The piece above won the 46th Annual Delta Exhibition, which is a juried show open to artists from Arkansas, Missouri, Mississippi, Louisiana, Oklahoma, Tennessee and Texas. The scan above doesn't do it justice, since you aren't able to read all the bits written on it, which include a battle of aphorisms between Nietzche and Michael Jackson. Several professors from UALR were also in the show, as well as a number of Arkansas artists that I've grown up watching. I've been to the Delta Exhibition for the past several years, but this year is the best one that I remember.
The second gallery we walked through featured Edwin Dickinson. He started his career in the teens with wonderful, dark, moody oils (that are apparently impossible to find on the net.) Then he moved on to allegorical pieces and portraits in the thirties and forties, before finally segueing into landscapes, some of which are lovely graphite-on-paper bits, and some of which are very 1950's-American-in-Europe oils. I'm not all that fond of his later work, but those very early oils and their profound shadows - those are the most memorable ones. I sat in front of them until Gina had wandered off several rooms down.
________
**Required work**
Rewrite the passage about the Delta Exhibition between "The piece above" and "that I remember.", inclusive, substituting "Delta Art Show" for every occurrence of "Delta Exhibition".

**Data shown**
________
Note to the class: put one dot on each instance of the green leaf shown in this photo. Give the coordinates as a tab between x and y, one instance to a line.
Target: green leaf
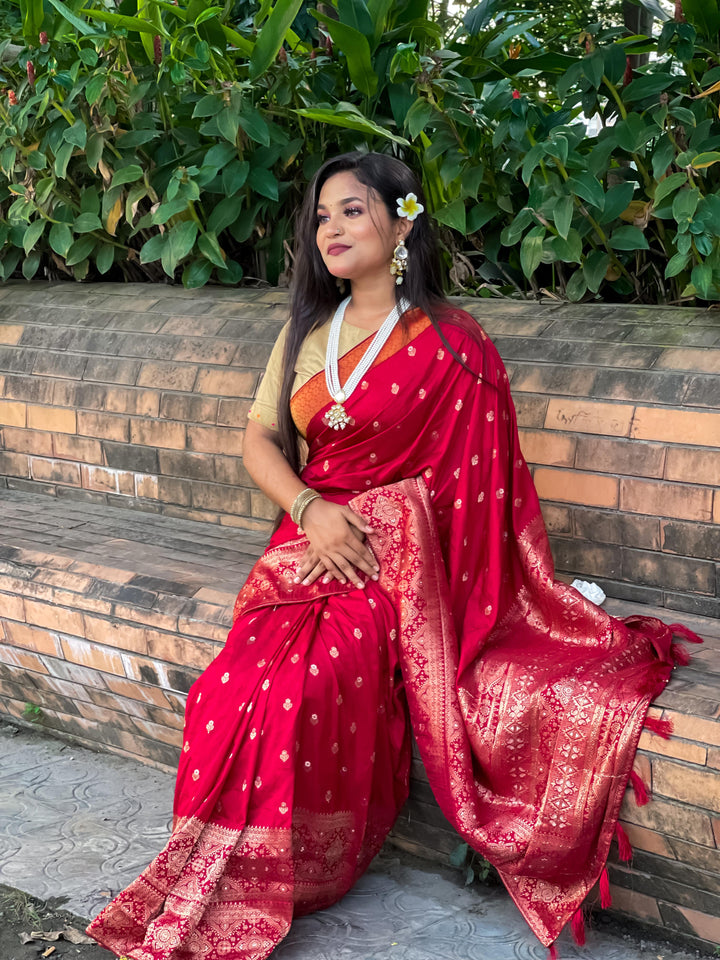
225	213
62	159
104	258
616	201
76	134
576	286
152	249
128	174
346	115
234	177
676	264
563	214
197	274
588	189
418	116
356	48
60	238
210	248
80	250
132	24
94	149
264	182
179	243
255	126
701	279
87	222
453	215
633	133
532	159
31	264
669	185
531	250
272	36
67	13
208	14
704	160
570	250
208	106
628	238
595	269
685	203
356	14
95	87
33	232
651	85
228	123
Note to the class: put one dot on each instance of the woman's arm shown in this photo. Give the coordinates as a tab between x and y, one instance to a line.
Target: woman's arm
336	533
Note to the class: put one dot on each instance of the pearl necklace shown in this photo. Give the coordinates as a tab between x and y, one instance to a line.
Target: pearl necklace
337	417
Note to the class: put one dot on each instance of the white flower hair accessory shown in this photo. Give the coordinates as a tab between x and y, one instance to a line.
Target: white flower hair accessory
409	207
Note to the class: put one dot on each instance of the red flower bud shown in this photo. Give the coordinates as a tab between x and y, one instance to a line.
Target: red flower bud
627	78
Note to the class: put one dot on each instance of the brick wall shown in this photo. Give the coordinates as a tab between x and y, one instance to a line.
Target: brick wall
137	396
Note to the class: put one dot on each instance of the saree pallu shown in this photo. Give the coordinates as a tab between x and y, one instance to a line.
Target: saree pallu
525	699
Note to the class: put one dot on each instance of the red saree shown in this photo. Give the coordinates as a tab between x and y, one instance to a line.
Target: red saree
526	700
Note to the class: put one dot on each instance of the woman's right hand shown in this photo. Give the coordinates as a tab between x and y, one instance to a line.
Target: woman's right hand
337	548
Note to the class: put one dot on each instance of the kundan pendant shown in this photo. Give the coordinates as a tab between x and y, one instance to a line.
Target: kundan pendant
337	416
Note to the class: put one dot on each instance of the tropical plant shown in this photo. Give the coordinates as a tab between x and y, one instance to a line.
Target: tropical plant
156	140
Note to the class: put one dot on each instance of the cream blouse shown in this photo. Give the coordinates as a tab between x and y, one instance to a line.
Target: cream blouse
311	360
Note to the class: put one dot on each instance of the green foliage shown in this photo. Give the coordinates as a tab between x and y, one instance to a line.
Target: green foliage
159	141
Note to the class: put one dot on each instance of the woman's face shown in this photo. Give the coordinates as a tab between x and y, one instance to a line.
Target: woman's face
356	235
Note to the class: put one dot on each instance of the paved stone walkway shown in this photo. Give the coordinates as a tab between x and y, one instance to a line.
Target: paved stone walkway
81	825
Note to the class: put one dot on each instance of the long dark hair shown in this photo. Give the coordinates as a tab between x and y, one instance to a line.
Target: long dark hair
315	293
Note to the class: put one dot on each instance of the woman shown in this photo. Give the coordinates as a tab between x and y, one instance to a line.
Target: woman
409	586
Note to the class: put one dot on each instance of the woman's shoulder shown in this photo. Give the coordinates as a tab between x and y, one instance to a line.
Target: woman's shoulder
465	333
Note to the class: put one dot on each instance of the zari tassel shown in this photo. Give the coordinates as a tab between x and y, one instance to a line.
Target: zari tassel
641	794
663	728
682	631
624	845
578	927
679	654
605	895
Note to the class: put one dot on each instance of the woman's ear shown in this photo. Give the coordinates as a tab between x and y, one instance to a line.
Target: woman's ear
403	228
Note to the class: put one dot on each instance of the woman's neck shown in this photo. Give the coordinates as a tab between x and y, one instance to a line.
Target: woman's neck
370	304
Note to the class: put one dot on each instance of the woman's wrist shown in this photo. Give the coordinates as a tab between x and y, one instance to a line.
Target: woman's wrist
301	502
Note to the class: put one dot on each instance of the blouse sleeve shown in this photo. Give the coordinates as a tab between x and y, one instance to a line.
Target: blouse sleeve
265	406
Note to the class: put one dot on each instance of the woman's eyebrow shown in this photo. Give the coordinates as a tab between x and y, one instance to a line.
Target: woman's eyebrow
321	206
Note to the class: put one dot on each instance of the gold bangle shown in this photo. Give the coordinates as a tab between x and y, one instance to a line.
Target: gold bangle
300	504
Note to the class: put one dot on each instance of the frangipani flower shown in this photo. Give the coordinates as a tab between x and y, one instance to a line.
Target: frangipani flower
409	207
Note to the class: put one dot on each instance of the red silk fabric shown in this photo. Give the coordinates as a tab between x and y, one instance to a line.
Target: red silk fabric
525	699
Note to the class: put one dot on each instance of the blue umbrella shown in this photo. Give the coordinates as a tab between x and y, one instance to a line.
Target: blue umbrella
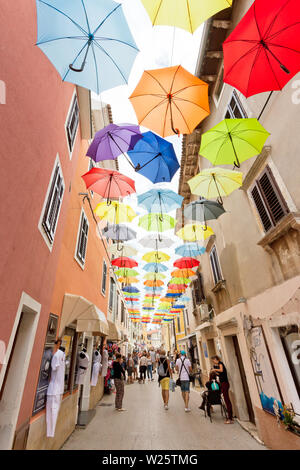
154	158
160	200
88	42
155	268
190	250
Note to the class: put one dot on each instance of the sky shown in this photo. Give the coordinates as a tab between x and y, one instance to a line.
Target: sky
160	46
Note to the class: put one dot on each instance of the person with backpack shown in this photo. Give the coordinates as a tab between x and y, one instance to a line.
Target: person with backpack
164	372
183	367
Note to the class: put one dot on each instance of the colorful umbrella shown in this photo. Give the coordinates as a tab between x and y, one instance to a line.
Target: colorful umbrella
88	42
186	263
156	257
190	250
155	268
108	183
262	52
154	158
233	141
185	14
160	200
203	210
170	101
215	183
112	141
115	212
124	262
194	232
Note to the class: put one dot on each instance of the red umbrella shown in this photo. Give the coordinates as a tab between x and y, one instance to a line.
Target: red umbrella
263	51
186	263
108	183
124	262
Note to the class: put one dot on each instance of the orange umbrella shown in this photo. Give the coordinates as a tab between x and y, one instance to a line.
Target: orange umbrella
183	273
153	283
170	101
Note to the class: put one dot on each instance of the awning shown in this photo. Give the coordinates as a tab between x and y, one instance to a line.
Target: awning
114	333
88	317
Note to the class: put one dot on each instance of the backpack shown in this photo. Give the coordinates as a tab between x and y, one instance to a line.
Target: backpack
161	369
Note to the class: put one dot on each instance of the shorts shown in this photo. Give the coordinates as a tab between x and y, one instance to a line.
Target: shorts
185	385
165	383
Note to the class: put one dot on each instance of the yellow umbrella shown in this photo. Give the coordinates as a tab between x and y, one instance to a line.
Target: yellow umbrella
194	232
185	14
115	212
153	276
156	257
215	183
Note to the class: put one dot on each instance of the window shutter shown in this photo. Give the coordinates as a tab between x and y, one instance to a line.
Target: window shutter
53	204
268	200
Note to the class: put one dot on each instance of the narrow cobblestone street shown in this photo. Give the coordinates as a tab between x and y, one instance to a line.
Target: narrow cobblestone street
146	425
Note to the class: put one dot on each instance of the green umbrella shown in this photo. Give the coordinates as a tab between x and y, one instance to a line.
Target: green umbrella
233	141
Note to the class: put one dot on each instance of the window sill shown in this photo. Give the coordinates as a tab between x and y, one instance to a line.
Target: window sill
290	221
219	286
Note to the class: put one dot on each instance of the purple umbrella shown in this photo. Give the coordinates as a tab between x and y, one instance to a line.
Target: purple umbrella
113	141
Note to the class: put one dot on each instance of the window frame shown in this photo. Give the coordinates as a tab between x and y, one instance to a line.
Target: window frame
77	258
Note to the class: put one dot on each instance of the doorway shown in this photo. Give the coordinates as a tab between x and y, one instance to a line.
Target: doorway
13	380
243	379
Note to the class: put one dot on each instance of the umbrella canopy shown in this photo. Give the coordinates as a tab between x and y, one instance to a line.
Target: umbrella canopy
157	283
152	241
160	200
119	232
115	212
124	262
155	268
182	273
215	183
153	276
157	222
233	141
203	210
130	289
112	141
190	250
124	272
170	101
88	42
122	250
186	14
262	52
108	183
186	263
156	257
154	158
194	232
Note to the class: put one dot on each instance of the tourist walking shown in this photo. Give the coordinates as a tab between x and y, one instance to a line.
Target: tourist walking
143	367
183	367
221	371
149	367
119	379
164	372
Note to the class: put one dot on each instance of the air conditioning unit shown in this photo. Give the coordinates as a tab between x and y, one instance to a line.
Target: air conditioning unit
204	311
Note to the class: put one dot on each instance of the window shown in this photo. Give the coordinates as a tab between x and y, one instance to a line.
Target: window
53	205
104	276
72	123
268	200
235	109
111	294
215	265
82	239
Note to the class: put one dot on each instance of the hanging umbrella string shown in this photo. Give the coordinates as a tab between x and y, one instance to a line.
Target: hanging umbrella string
114	141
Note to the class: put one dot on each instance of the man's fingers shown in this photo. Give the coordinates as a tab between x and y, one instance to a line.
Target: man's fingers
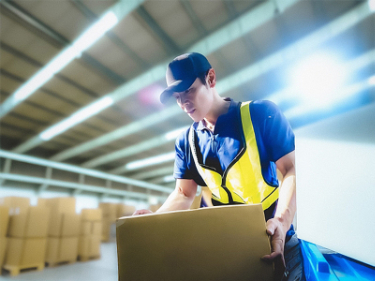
271	227
141	212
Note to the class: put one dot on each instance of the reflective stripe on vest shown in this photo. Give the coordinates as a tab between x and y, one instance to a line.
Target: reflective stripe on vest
242	181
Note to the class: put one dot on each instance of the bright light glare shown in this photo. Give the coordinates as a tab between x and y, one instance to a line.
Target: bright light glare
174	134
150	161
169	178
95	32
66	56
317	79
153	200
371	5
77	117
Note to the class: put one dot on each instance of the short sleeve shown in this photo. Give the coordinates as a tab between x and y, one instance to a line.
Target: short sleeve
278	134
276	137
181	170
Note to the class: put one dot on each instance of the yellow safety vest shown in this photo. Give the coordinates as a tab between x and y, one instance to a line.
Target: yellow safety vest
242	182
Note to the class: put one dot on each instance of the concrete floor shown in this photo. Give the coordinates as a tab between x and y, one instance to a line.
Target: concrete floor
103	269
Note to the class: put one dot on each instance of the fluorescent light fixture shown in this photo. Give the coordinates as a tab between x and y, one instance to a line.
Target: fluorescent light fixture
96	31
42	76
87	39
371	5
169	178
77	117
345	93
174	134
318	79
150	161
152	200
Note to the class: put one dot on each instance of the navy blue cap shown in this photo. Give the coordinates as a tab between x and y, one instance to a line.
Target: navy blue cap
182	72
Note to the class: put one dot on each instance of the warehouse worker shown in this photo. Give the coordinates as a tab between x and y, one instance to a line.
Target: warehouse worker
235	149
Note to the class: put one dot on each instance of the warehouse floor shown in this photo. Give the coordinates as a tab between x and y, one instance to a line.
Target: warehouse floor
103	269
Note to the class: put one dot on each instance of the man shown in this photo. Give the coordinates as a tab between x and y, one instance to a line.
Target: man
235	149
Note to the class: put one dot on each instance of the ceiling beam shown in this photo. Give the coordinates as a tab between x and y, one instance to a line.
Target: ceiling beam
75	186
120	9
161	36
110	34
79	170
287	54
232	31
58	39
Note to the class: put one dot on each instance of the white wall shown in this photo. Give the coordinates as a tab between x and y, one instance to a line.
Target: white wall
335	164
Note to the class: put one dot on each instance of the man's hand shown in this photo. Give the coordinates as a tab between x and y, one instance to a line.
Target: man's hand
141	212
275	230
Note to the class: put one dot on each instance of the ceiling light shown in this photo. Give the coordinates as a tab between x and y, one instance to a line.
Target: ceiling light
150	161
77	117
87	39
318	79
371	5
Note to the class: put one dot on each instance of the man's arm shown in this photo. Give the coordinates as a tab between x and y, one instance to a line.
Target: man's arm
180	199
286	207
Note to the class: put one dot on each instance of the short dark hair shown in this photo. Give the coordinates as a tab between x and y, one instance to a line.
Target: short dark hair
203	76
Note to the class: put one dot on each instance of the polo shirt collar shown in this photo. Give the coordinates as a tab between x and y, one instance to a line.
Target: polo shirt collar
233	105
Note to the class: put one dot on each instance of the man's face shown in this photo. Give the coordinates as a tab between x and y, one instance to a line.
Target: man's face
195	101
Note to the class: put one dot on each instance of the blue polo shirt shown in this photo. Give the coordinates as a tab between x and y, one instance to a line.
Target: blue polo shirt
273	133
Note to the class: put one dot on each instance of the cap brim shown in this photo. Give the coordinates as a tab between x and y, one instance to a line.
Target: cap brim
177	86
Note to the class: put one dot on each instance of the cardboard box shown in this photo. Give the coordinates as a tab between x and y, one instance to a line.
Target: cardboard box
154	208
197	202
207	196
32	223
91	214
25	252
59	204
96	228
15	204
64	225
124	210
70	225
106	230
89	246
219	243
4	220
3	247
61	249
85	228
109	210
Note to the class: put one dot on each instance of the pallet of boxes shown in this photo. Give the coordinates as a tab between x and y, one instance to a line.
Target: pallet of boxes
63	231
27	235
109	211
4	220
91	234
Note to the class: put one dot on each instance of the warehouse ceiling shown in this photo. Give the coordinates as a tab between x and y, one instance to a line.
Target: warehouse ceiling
252	46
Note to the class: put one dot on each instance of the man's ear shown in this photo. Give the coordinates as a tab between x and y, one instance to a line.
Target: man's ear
211	78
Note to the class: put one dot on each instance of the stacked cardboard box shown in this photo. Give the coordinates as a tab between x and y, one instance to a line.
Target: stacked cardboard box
27	235
91	230
109	211
221	243
155	207
4	219
64	230
124	210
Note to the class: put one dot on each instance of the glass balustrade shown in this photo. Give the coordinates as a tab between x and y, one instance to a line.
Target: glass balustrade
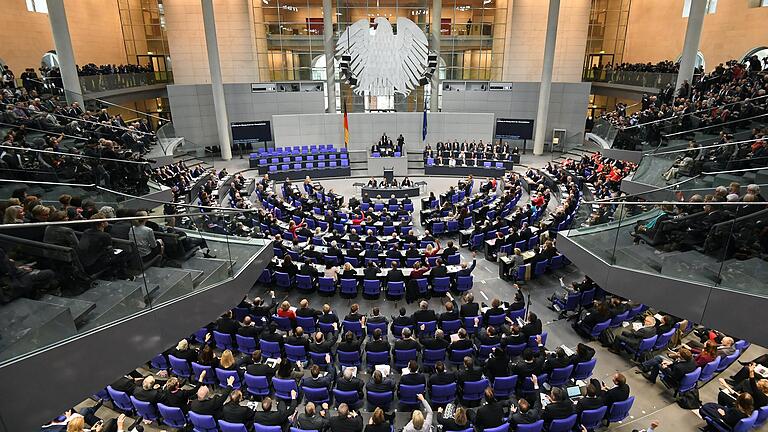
718	245
62	279
100	83
633	78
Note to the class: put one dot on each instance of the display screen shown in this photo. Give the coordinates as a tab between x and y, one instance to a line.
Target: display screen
514	128
251	132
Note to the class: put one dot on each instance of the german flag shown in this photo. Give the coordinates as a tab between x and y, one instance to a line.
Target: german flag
346	126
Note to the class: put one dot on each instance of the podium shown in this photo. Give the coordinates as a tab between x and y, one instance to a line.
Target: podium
389	174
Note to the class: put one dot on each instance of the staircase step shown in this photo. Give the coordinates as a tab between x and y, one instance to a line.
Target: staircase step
78	308
171	282
114	299
30	324
211	269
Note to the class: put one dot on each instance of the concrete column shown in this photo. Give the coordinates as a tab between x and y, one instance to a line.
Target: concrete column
434	29
546	77
214	65
330	50
691	45
63	42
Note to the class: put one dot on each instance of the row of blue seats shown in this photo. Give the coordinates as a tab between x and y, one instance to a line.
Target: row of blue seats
370	288
309	158
308	165
454	259
299	150
407	398
500	165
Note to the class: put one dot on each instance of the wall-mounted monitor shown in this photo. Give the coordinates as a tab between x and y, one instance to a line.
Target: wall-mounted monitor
514	128
244	133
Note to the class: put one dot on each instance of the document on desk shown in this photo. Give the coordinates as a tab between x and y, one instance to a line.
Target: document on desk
761	370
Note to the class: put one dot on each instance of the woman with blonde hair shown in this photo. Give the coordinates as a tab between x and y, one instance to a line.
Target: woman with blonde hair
459	422
349	272
379	422
419	422
431	251
13	215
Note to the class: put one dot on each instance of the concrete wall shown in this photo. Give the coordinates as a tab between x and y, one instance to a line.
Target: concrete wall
526	32
94	25
656	31
566	109
235	33
194	119
367	128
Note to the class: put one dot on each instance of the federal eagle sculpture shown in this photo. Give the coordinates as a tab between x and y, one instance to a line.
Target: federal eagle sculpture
382	62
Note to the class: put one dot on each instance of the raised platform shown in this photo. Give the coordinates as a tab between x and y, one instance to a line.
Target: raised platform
463	171
314	173
399	165
388	192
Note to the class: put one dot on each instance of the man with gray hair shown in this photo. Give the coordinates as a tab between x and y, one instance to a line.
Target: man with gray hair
349	382
424	314
755	190
144	238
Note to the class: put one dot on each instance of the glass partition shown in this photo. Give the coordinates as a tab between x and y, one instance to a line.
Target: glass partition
100	83
70	270
717	244
642	79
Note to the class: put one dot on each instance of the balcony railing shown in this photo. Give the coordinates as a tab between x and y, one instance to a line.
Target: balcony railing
680	243
90	295
100	83
640	79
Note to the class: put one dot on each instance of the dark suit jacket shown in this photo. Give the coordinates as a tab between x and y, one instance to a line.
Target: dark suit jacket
354	384
587	403
469	375
210	406
490	415
347	424
316	422
413	379
557	410
275	418
377	345
470	310
531	329
619	393
442	378
234	413
424	315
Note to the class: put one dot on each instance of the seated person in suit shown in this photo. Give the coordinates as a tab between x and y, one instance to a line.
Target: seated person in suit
349	382
674	371
379	383
491	414
560	406
319	379
267	417
310	419
592	400
441	376
524	413
458	422
618	393
413	377
632	338
470	373
233	412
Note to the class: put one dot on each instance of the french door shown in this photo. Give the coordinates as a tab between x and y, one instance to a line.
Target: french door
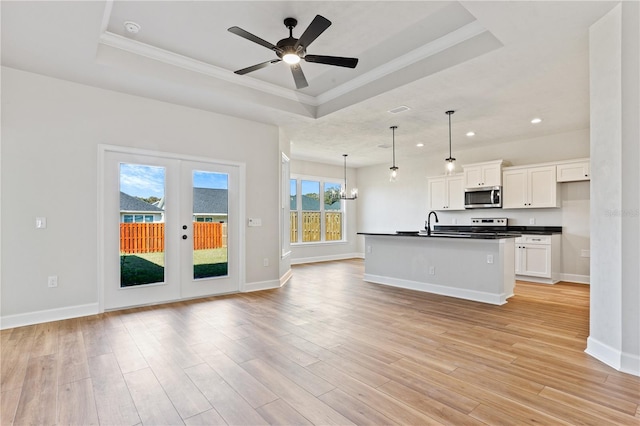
170	228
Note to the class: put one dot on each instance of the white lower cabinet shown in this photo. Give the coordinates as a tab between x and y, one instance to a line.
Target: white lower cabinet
446	193
537	258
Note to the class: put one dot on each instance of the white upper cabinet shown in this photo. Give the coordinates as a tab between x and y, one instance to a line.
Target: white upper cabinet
529	187
572	171
483	174
446	193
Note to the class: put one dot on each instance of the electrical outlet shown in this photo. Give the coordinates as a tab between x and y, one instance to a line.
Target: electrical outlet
52	281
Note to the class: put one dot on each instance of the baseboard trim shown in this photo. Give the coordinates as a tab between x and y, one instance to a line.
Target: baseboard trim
48	315
261	285
286	277
478	296
621	361
329	258
574	278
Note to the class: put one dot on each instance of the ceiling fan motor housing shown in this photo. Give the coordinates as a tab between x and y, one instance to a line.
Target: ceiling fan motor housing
287	45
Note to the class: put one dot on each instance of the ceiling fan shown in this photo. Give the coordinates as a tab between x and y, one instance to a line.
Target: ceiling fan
291	50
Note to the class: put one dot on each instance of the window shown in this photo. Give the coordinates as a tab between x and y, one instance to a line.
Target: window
316	214
137	218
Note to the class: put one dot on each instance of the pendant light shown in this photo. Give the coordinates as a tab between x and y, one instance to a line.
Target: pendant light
343	191
394	169
451	162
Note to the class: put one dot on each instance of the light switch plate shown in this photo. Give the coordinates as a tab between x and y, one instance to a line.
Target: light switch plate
41	222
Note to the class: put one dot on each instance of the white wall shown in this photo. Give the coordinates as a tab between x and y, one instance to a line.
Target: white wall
310	252
402	206
50	132
614	46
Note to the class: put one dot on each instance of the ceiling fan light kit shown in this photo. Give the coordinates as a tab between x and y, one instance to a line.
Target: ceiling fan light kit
292	50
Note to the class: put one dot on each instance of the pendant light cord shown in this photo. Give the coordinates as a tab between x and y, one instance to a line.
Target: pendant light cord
449	114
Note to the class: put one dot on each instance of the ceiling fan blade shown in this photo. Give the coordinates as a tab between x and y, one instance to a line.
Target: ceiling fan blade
332	60
298	76
246	34
256	67
315	28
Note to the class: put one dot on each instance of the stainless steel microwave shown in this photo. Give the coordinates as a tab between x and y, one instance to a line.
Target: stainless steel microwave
483	198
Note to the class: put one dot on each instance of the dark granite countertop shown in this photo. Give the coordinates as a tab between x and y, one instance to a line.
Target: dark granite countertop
440	234
535	230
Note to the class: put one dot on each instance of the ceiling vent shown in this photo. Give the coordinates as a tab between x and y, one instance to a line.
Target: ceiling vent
399	109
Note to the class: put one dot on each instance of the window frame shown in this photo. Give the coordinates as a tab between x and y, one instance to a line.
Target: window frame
343	209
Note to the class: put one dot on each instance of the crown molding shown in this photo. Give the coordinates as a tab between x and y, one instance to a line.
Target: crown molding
455	37
142	49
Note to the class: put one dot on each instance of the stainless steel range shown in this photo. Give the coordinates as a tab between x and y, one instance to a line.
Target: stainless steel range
489	225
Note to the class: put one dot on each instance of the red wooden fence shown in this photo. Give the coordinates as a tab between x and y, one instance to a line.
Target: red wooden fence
149	237
207	235
141	237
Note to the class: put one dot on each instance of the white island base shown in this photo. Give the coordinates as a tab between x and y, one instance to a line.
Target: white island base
467	268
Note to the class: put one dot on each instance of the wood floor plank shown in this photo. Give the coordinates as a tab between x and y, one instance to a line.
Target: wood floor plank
37	403
354	409
152	403
435	409
280	413
185	396
76	404
113	402
208	418
305	403
73	365
8	404
297	374
45	339
234	409
254	392
390	407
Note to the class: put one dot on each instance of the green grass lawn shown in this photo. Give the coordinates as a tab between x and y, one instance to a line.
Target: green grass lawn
147	268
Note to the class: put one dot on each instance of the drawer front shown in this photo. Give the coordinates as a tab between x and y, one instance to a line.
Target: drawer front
536	239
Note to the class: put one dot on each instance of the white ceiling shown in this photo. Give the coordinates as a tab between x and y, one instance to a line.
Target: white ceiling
497	64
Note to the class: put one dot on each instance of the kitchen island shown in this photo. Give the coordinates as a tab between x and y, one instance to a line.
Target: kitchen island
466	266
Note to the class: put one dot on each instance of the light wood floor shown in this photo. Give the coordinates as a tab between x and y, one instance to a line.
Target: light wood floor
327	348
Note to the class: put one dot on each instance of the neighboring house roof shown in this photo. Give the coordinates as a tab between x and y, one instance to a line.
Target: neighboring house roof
210	201
311	204
133	204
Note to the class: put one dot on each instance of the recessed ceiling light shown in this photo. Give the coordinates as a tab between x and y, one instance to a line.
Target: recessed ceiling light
399	109
132	27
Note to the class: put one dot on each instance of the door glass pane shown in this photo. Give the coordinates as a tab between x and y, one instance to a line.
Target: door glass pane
310	210
142	257
333	212
210	218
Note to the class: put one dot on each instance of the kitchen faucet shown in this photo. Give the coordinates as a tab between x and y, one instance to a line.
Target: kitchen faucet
428	222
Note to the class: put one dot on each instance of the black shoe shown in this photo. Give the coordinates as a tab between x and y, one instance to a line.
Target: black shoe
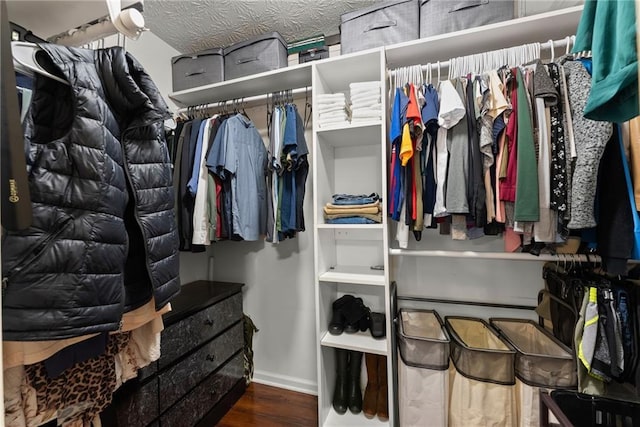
________
**Answer to this exercise**
The piece above won the 46th Annual Delta Art Show, which is a juried show open to artists from Arkansas, Missouri, Mississippi, Louisiana, Oklahoma, Tennessee and Texas. The scan above doesn't do it justice, since you aren't able to read all the bits written on it, which include a battle of aphorisms between Nietzche and Michael Jackson. Several professors from UALR were also in the show, as well as a number of Arkansas artists that I've grown up watching. I've been to the Delta Art Show for the past several years, but this year is the best one that I remember.